_RECORDED DATA_.
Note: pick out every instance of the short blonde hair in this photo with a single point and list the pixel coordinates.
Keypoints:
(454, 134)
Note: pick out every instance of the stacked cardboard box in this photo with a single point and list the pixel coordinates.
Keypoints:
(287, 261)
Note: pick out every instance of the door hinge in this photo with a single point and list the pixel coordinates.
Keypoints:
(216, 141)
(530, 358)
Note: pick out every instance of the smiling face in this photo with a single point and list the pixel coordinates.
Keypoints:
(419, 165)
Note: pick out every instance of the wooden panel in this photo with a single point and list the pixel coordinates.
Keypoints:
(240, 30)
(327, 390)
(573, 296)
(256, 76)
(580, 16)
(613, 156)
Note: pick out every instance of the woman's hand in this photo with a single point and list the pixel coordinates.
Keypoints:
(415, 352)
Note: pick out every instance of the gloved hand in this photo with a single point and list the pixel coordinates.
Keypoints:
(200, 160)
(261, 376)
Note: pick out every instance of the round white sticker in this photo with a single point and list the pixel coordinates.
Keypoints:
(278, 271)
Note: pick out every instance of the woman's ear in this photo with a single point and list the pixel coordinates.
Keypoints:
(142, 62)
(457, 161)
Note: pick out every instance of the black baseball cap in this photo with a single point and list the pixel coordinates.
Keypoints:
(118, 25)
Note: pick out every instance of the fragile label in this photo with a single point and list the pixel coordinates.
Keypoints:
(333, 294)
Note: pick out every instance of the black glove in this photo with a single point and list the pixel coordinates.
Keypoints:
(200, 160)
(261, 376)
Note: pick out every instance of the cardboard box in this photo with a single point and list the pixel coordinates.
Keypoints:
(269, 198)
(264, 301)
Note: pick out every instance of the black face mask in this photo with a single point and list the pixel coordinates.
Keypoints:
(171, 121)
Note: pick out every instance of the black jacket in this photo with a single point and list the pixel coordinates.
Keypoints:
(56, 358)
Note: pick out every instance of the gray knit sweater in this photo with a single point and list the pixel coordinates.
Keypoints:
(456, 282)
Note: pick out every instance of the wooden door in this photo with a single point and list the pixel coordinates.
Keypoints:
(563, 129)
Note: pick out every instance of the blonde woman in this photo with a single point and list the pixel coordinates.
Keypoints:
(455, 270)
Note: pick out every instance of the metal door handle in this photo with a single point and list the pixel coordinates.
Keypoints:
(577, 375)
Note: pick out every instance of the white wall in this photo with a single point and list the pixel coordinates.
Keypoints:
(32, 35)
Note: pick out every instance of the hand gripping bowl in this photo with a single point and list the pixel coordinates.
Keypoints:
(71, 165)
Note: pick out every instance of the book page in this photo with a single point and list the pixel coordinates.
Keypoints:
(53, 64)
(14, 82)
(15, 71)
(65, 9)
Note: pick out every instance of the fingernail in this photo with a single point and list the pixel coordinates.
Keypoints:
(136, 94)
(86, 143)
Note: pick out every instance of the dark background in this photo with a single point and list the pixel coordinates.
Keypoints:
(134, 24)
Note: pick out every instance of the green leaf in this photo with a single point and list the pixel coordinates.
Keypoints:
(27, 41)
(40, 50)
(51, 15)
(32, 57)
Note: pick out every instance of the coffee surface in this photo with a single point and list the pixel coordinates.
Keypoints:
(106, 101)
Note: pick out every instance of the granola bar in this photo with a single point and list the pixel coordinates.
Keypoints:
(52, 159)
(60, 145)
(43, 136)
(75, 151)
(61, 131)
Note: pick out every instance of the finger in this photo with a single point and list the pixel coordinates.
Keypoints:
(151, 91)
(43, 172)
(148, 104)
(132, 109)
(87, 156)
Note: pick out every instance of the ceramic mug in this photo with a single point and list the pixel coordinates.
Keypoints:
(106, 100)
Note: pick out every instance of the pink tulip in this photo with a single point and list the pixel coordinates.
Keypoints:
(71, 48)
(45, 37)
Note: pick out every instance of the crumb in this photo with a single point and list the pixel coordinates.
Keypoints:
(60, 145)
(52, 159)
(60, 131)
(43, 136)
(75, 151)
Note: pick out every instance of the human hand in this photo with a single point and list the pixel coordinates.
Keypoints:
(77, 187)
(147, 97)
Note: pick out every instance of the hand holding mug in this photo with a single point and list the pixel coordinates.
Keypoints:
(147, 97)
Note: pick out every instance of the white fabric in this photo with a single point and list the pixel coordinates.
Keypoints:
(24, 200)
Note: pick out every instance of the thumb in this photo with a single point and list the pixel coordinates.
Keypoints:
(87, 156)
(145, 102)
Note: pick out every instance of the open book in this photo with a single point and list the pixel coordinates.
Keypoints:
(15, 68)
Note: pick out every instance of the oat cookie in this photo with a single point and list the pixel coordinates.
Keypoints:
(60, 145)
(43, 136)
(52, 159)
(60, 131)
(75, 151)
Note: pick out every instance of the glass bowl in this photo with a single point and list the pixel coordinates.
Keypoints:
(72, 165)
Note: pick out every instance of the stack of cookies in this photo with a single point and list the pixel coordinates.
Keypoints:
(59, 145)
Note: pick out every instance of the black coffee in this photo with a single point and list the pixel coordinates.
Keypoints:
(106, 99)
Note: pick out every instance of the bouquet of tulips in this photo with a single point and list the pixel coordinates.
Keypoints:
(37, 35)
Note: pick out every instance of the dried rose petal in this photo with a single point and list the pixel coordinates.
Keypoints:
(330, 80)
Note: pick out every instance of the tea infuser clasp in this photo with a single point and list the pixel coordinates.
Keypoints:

_YOUR TASK_. Every entry must appear again in the answer, exactly as written.

_WRITTEN ANSWER_.
Note: pick out every instance of the short blonde hair in this photo with a single point and list the pixel coordinates.
Keypoints:
(454, 134)
Note: pick out every instance of the stacked cardboard box in this photo with a single point and list the pixel coordinates.
Keypoints:
(287, 261)
Note: pick out every instance of the door hinge in this photo with a single point and list the pixel coordinates.
Keypoints:
(216, 141)
(530, 358)
Note: pick out every instance of the smiling face in this photo with a single point and list the pixel coordinates.
Keypoints:
(419, 165)
Note: pick out every instance of the wooden panel in this photo with a single point and list the pixel coordinates.
Keypoints:
(240, 30)
(327, 390)
(573, 296)
(256, 76)
(580, 16)
(613, 156)
Note: pick out every instance of the woman's hand in this photo with a single point and list the pixel coordinates.
Keypoints:
(415, 352)
Note: pick out every instance of the gloved hand in this photo with a single point and list the pixel coordinates.
Keypoints:
(200, 160)
(261, 376)
Note: pick out every instance of the round white sticker in this photo with a single point and list the pixel coordinates.
Keypoints:
(278, 271)
Note: pick out every instance of the woman's ear in this photo with a single point and list the pixel coordinates.
Keypoints:
(142, 62)
(457, 161)
Note: pick out every instance of the black baseball cap in this photo with a single point and list the pixel coordinates.
Keypoints:
(118, 25)
Note: pick out every instance of the fragile label in this photo with a single point and list the pixel coordinates.
Keypoints:
(333, 294)
Note: pick out every instance of the black glove in this photo with a single point and list the pixel coordinates.
Keypoints:
(200, 160)
(261, 376)
Note: pick out every instance of the cardboard box in this photo with a single point and list the pixel coordinates.
Keypoints:
(269, 198)
(264, 301)
Note: pick out every instance of the black face mask in this photo with a single point and list the pixel coordinates.
Keypoints:
(171, 121)
Note: pick out every instance of the black jacket in this photo with a single point and list the pixel coordinates.
Keypoints:
(56, 358)
Note: pick out every instance of the gray knit sweater in this photo with a single point and list the pixel coordinates.
Keypoints:
(456, 282)
Note: pick out every instance of the wooden door in this photo with a single point and list the pixel coordinates.
Keypoints:
(563, 129)
Note: pick out every instance of the blonde woman in this photo with a single point and list the pixel coordinates.
Keypoints:
(455, 270)
Note: pick out every instance of the metal door handle in this photo with a single point and list the pixel coordinates.
Keypoints:
(577, 375)
Note: pick out every instance of the white wall in this photo with a single point and list the pixel coordinates.
Keypoints:
(32, 35)
Note: pick out every instance of the hand gripping bowl in this photo with a single point and list the pixel coordinates.
Keypoints:
(71, 165)
Note: pick out every instance of the book page in this photo with a single point and list the pixel coordinates.
Keypoints:
(53, 64)
(14, 82)
(15, 71)
(65, 9)
Note: pick out every instance of the fingernail in this photo with a single point and list the pixel coordinates.
Keypoints:
(136, 94)
(86, 143)
Note: pick out every instance of the dark background in this photo with a single point and list the pixel coordinates.
Keypoints:
(134, 24)
Note: pick out every instance of the green leaf in this photo with a single point and list the pixel coordinates.
Keypoints:
(27, 41)
(40, 50)
(51, 15)
(32, 57)
Note: pick out every instance of the coffee surface in this photo with a single point and list the pixel coordinates.
Keypoints:
(106, 101)
Note: pick out every instance of the granola bar in this photo with a single point and list the pixel coordinates.
Keypoints:
(52, 159)
(60, 145)
(43, 136)
(75, 151)
(61, 131)
Note: pick out every instance of the finger in this photo with a single point and list the pixel coordinates.
Keypoints:
(151, 91)
(43, 172)
(148, 104)
(132, 109)
(87, 156)
Note: pick out every instance of the ceramic mug in this photo with a single point and list the pixel coordinates.
Keypoints:
(106, 100)
Note: pick out every instance of the pink tulip in this photo with a single point and list the pixel coordinates.
Keypoints:
(71, 48)
(45, 37)
Note: pick out every instance of the crumb in this photo with a single point and list the pixel coordinates.
Keypoints:
(60, 145)
(52, 159)
(60, 131)
(43, 136)
(75, 151)
Note: pick out every instance of the human hand in this photo with a single point and list the pixel coordinates.
Keypoints:
(77, 187)
(147, 97)
Note: pick out every instance of the hand holding mug in this photo with a single point and list the pixel coordinates.
Keypoints:
(147, 97)
Note: pick out every instance of the white fabric in this photo with a single point and list the pixel coordinates.
Keypoints:
(24, 200)
Note: pick out every instance of the thumb in this photo with a single point and list the pixel coordinates.
Keypoints:
(87, 156)
(145, 102)
Note: pick out every instance of the open book in this photo with a single point and list the pixel coordinates.
Keypoints:
(15, 68)
Note: pick out every instance of the oat cookie in this photo with a single point and list the pixel coordinates.
Keypoints:
(60, 145)
(43, 136)
(52, 159)
(60, 131)
(75, 151)
Note: pick out every instance of the glass bowl in this photo with a single point and list the pixel coordinates.
Keypoints:
(72, 165)
Note: pick out every instance of the stack of cookies in this photo with a single point and list the pixel coordinates.
Keypoints:
(59, 145)
Note: pick out every instance of the black coffee in this photo with a single point and list the pixel coordinates.
Keypoints:
(106, 99)
Note: pick out every instance of the bouquet of tulips in this photo with a single point and list the pixel coordinates.
Keypoints:
(37, 35)
Note: pick out every instance of the dried rose petal in this photo with a single point and list the pixel coordinates.
Keypoints:
(330, 80)
Note: pick out every instance of the tea infuser clasp in this photo with a single point and list the pixel coordinates.
Keypoints:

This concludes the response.